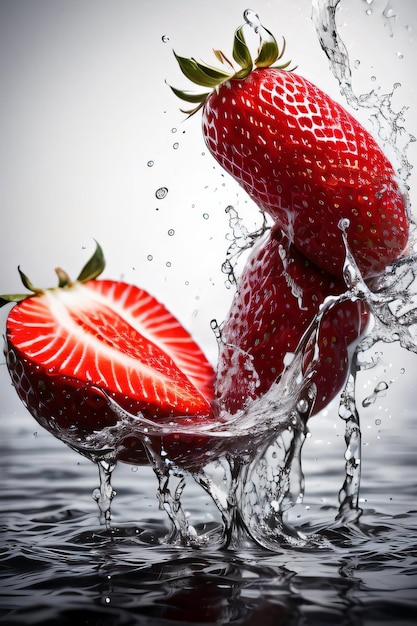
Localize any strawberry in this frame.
[215,227,368,414]
[173,11,409,278]
[1,245,214,462]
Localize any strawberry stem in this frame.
[77,241,106,283]
[0,241,106,308]
[171,9,295,116]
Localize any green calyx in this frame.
[171,9,295,115]
[0,241,106,307]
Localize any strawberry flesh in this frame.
[6,280,214,434]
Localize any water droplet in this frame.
[362,381,388,408]
[155,187,168,200]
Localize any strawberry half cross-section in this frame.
[1,239,214,462]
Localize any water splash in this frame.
[8,0,417,550]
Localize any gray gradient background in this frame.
[0,0,417,415]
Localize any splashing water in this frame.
[11,0,417,550]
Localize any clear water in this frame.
[0,0,417,626]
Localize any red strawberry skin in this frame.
[5,280,214,448]
[215,228,368,414]
[202,68,409,278]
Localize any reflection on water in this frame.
[0,400,417,626]
[0,0,417,626]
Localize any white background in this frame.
[0,0,417,414]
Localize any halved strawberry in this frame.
[215,228,368,414]
[1,245,214,450]
[174,11,410,278]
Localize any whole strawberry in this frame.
[215,228,368,415]
[174,11,409,278]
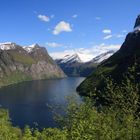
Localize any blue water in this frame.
[0,77,84,129]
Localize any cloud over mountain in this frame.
[53,21,72,35]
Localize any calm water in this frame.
[0,77,84,128]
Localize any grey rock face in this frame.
[134,15,140,28]
[0,44,66,87]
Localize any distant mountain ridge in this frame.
[77,16,140,96]
[0,42,66,87]
[55,51,115,77]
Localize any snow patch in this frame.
[0,42,16,50]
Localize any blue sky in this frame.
[0,0,140,57]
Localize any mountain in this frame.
[55,51,114,77]
[90,50,115,64]
[0,42,66,87]
[55,53,96,77]
[77,16,140,95]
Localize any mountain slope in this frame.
[0,42,65,87]
[55,53,96,77]
[77,16,140,95]
[56,51,114,77]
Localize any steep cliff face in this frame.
[77,16,140,95]
[0,43,66,87]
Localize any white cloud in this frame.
[50,43,121,62]
[115,34,125,38]
[53,21,72,35]
[38,15,50,22]
[46,42,63,48]
[72,14,78,18]
[95,17,101,20]
[122,30,127,33]
[50,15,55,18]
[102,29,111,34]
[103,35,113,40]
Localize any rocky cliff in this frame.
[77,16,140,95]
[0,42,66,87]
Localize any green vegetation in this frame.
[0,71,32,85]
[0,67,140,140]
[11,52,36,66]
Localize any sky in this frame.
[0,0,140,60]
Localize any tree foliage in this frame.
[0,67,140,140]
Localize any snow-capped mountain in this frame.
[55,51,115,77]
[90,50,116,64]
[0,42,16,50]
[56,53,82,63]
[23,44,40,53]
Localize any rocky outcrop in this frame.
[77,16,140,96]
[0,43,66,87]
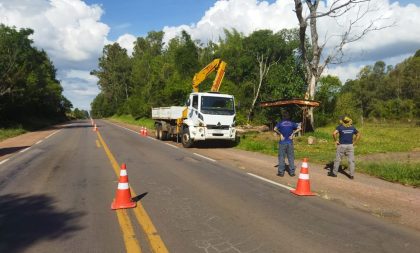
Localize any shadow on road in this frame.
[324,161,350,178]
[0,146,30,157]
[131,192,148,202]
[0,194,84,252]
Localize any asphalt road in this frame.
[0,121,420,253]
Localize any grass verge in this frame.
[237,123,420,187]
[357,162,420,187]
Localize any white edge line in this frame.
[19,147,31,153]
[193,153,216,162]
[45,130,60,139]
[0,158,10,164]
[164,142,179,149]
[246,172,294,190]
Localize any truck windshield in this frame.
[201,96,235,115]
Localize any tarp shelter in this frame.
[260,98,320,132]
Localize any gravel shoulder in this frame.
[0,119,420,231]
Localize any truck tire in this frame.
[156,125,162,140]
[181,128,193,148]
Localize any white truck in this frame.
[152,59,236,148]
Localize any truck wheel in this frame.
[156,125,162,140]
[181,128,193,148]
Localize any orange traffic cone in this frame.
[111,163,136,210]
[290,158,315,196]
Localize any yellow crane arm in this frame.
[192,59,226,92]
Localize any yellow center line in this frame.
[96,131,169,253]
[97,132,141,253]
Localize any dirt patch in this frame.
[357,151,420,162]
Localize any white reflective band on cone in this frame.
[118,183,128,190]
[299,173,309,180]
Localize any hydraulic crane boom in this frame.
[192,59,226,92]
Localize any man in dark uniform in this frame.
[274,111,300,177]
[328,116,360,179]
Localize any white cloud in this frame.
[0,0,110,109]
[117,33,137,55]
[163,0,298,42]
[0,0,420,109]
[59,69,99,110]
[163,0,420,81]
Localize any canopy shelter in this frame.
[260,98,320,133]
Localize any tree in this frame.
[294,0,387,128]
[91,43,131,112]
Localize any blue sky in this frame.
[86,0,216,40]
[0,0,420,110]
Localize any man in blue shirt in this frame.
[274,111,300,177]
[328,116,360,179]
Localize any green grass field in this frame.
[237,123,420,187]
[0,127,26,141]
[110,115,155,129]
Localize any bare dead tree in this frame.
[294,0,391,129]
[247,53,280,123]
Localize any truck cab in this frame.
[182,92,236,147]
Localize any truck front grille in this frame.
[207,125,229,130]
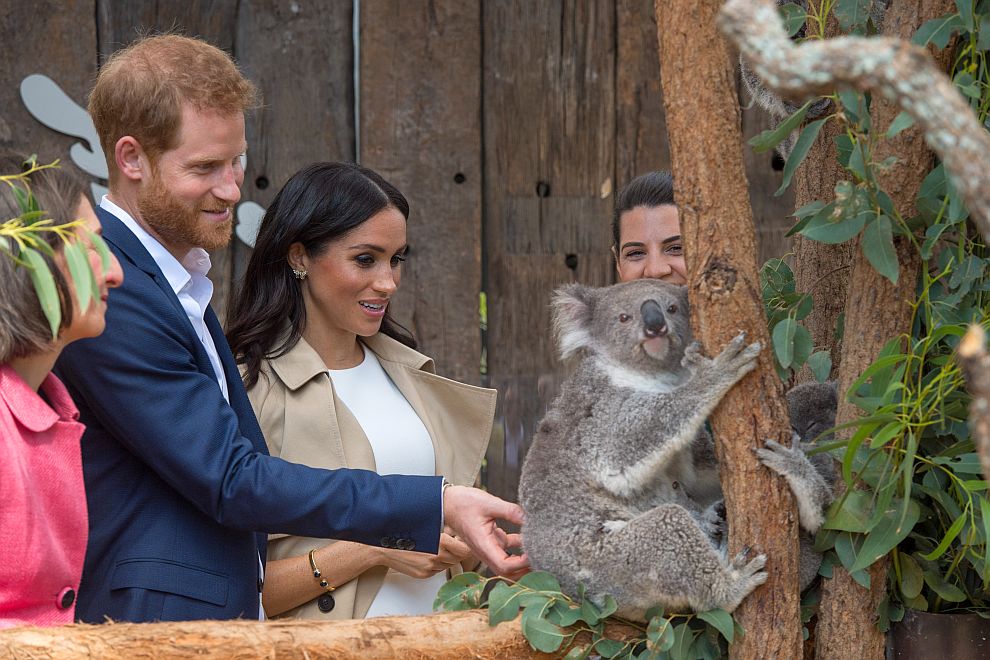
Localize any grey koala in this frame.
[519,280,767,619]
[739,0,890,160]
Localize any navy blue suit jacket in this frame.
[56,209,442,623]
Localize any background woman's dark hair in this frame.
[227,163,416,387]
[0,151,86,364]
[612,170,674,252]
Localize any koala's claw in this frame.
[754,439,804,476]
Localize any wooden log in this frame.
[655,0,801,658]
[0,610,641,660]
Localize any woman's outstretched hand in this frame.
[441,486,529,577]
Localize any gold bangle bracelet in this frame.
[309,549,335,593]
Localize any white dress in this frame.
[327,349,447,618]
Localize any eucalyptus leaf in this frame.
[748,101,812,153]
[921,511,966,561]
[595,637,626,658]
[698,608,734,643]
[980,497,990,584]
[21,247,62,339]
[518,571,560,592]
[772,317,798,369]
[911,14,964,48]
[849,501,921,573]
[552,598,581,628]
[833,0,872,34]
[433,573,485,612]
[898,552,925,598]
[488,582,523,626]
[646,617,674,653]
[924,570,966,603]
[670,623,696,660]
[808,351,832,383]
[860,215,899,284]
[778,2,807,37]
[521,607,567,653]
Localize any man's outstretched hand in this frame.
[443,486,529,576]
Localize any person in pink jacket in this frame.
[0,155,123,628]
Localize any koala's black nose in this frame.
[639,300,667,337]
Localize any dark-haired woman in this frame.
[227,163,495,619]
[0,159,123,628]
[612,171,687,284]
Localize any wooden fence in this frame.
[0,0,793,499]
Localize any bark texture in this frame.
[720,0,990,245]
[722,0,968,659]
[792,7,855,382]
[655,0,801,658]
[0,610,639,660]
[959,325,990,480]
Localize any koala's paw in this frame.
[718,548,767,612]
[698,500,729,557]
[681,341,711,369]
[805,98,832,119]
[714,332,763,382]
[754,439,808,477]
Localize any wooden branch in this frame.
[959,325,990,480]
[654,0,801,659]
[719,0,990,241]
[0,610,640,660]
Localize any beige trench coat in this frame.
[248,333,496,620]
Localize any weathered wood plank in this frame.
[482,1,616,499]
[96,0,237,322]
[228,0,355,310]
[0,0,99,179]
[612,0,670,200]
[359,0,482,383]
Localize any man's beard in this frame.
[137,175,234,251]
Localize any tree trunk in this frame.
[0,610,641,660]
[815,0,953,660]
[793,7,854,382]
[655,0,801,658]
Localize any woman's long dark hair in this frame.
[612,170,674,254]
[227,163,416,387]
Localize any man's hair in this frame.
[612,170,674,250]
[89,34,258,181]
[0,152,86,364]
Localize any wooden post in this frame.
[0,610,641,660]
[655,0,801,658]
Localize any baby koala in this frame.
[519,280,767,619]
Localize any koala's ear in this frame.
[550,284,595,359]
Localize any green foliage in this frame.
[0,156,110,339]
[760,0,990,629]
[433,571,742,660]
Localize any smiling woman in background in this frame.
[612,171,687,284]
[0,155,123,628]
[227,163,495,619]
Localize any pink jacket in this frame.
[0,365,88,628]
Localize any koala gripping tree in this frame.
[655,0,801,658]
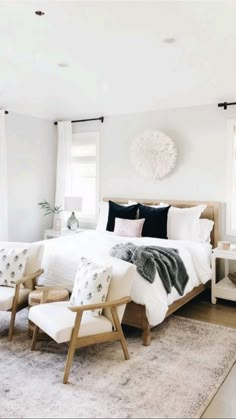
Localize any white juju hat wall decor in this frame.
[130,131,177,179]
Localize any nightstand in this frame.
[43,228,86,240]
[211,247,236,304]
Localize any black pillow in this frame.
[139,204,170,239]
[107,201,138,231]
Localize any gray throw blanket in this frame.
[110,243,189,295]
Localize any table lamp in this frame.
[64,196,82,230]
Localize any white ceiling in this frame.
[0,0,236,119]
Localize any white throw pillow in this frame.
[70,257,112,317]
[114,218,145,237]
[199,218,214,243]
[0,248,28,288]
[96,201,109,232]
[161,203,206,241]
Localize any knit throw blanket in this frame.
[110,243,189,295]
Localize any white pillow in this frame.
[70,257,112,317]
[96,201,109,231]
[161,203,206,241]
[96,201,130,232]
[199,218,214,243]
[0,248,28,288]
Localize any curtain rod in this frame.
[54,116,104,125]
[218,102,236,110]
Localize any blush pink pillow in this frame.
[114,218,145,237]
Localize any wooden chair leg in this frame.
[30,325,39,351]
[111,307,130,360]
[63,312,83,384]
[8,308,16,341]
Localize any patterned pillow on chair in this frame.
[0,249,28,288]
[70,257,112,316]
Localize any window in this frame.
[71,132,100,221]
[226,119,236,235]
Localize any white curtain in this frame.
[55,121,72,226]
[0,110,8,240]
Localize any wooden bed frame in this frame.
[104,198,220,346]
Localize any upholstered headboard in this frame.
[103,197,220,247]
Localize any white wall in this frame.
[6,112,56,242]
[97,105,236,238]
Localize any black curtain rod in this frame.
[54,116,104,125]
[218,102,236,110]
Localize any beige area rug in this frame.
[0,310,236,418]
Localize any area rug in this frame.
[0,310,236,418]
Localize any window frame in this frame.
[71,129,101,224]
[226,119,236,236]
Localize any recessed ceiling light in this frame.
[163,36,176,44]
[35,10,45,16]
[57,63,69,68]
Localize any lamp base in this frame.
[66,211,79,231]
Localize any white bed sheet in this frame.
[39,231,212,326]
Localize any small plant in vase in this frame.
[38,200,63,231]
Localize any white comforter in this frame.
[39,231,212,326]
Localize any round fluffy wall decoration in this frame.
[130,131,177,179]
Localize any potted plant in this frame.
[38,200,63,231]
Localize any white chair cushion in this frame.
[70,257,112,316]
[94,256,136,322]
[0,242,44,288]
[0,287,31,311]
[29,301,112,343]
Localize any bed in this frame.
[37,198,219,345]
[104,198,220,346]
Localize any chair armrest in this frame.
[16,269,43,285]
[68,297,131,313]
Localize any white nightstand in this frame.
[43,228,87,240]
[211,247,236,304]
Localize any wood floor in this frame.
[176,291,236,418]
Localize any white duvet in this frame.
[39,231,212,326]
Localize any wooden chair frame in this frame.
[4,269,43,341]
[31,287,131,384]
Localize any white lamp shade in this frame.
[64,196,82,211]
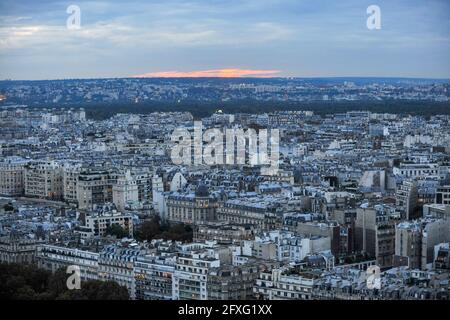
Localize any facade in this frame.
[436,185,450,205]
[63,163,81,203]
[355,208,395,268]
[167,185,218,225]
[253,268,318,300]
[217,198,281,231]
[24,161,64,200]
[394,221,422,269]
[85,209,133,237]
[206,265,258,300]
[133,256,176,300]
[0,157,26,196]
[76,170,115,210]
[98,242,149,299]
[0,236,42,264]
[112,171,139,211]
[193,222,255,244]
[172,250,220,300]
[395,180,419,220]
[36,244,99,280]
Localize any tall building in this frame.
[83,205,133,237]
[63,162,81,203]
[0,233,43,264]
[167,185,218,225]
[98,242,150,299]
[76,169,116,209]
[112,171,139,211]
[173,250,220,300]
[394,221,422,269]
[355,208,395,268]
[206,264,258,300]
[395,180,419,220]
[0,157,27,196]
[436,185,450,205]
[24,161,64,200]
[133,255,176,300]
[36,244,99,280]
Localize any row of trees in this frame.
[0,263,129,300]
[134,216,193,242]
[39,99,450,119]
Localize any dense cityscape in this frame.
_____
#### [Required task]
Turn the rows from the line containing "Localize any koala's black" through the line containing "[0,0,793,499]" into a numbered list, leaving out any blank lines.

#### [Answer for this exercise]
1. Localize any koala's black nose in this frame.
2. [639,300,667,337]
3. Localize any dark-haired woman in this frame.
4. [227,163,495,619]
5. [0,159,123,628]
6. [612,171,687,284]
7. Localize any wooden fence in this frame.
8. [0,0,793,499]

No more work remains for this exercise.